• [Tarefa A] Reproduza fielmente o trecho do diário de bordo de "Esta viagem começou" a "há muitos anos.".
• [Tarefa B] Indique se cada afirmação concorda com o diário de bordo: (i) quem escreve chegou a Marathon perto das onze da noite; (ii) o barco-correio chegou à hora prevista; (iii) quem escreve ouve a conversa do casal. Para cada uma, responda sim ou não e cite as palavras do diário que o decidem.

• [Bloco de texto]

Esta viagem começou no sábado: saí do hotel mais tarde do que previra porque tive de esperar pela roupa. Cheguei a Marathon quase às onze da noite depois de ter encontrado um trabalho, dormi numa tipografia, regressei a Fort Lauderdale, embarquei num ferry, passei a tarde num café a resolver um asunto que entretanto se complicara. E agora espero pelo barco-correio (que, ainda não sabia, está atrasado uma hora pelo menos), sozinho, coberto de picadas de mosquitos na esplanada do café que entretanto fechou.

Esta viagem não começou no sábado. Começou no dia em que aprendi que somos todos parte da mesma tripulação, por mais individualistas que sejamos.  Foi há muitos anos.

Diário de Bordos - Freeport, Bahamas, 16-03-2015

A senhora é bonita. Gorda, mas não para os padrões locais. Ele é gordíssimo, mas pelos mesmos padrões talvez vá para a categoria dos "fortes". Quando muito.

É um casal adúltero, vê-se à légua. Nenhum homem casado olha para a mulher com esta intensidade, esta atenção, quase medo. Ela está mais à vontade. Sabe-se bonita, Não há coisa que dê mais beleza a uma mulher do que saber-se - ou sentir-se - bonita. E desejada, às vezes. Nem todas.

Não lhes oiço a conversa. Precisaria de prestar atenção, e sou incapaz disso. Lamento, claro: de que falarão? Porquê aqueles gestos dela? (Aposto que está a falar do marido, mas é uma aposta que nunca poderei saber se ganhei ou não).

• [Dados fornecidos]
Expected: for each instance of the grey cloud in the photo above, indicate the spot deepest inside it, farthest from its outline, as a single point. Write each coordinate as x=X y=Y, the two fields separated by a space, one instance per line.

• [Solução A]
Esta viagem começou no sábado: saí do hotel mais tarde do que previra porque tive de esperar pela roupa. Cheguei a Marathon quase às onze da noite depois de ter encontrado um trabalho, dormi numa tipografia, regressei a Fort Lauderdale, embarquei num ferry, passei a tarde num café a resolver um asunto que entretanto se complicara. E agora espero pelo barco-correio (que, ainda não sabia, está atrasado uma hora pelo menos), sozinho, coberto de picadas de mosquitos na esplanada do café que entretanto fechou.

Esta viagem não começou no sábado. Começou no dia em que aprendi que somos todos parte da mesma tripulação, por mais individualistas que sejamos.  Foi há muitos anos.

• [Solução B]
(i) Sim: "Cheguei a Marathon quase às onze da noite"
(ii) Não: "está atrasado uma hora pelo menos"
(iii) Não: "Não lhes oiço a conversa."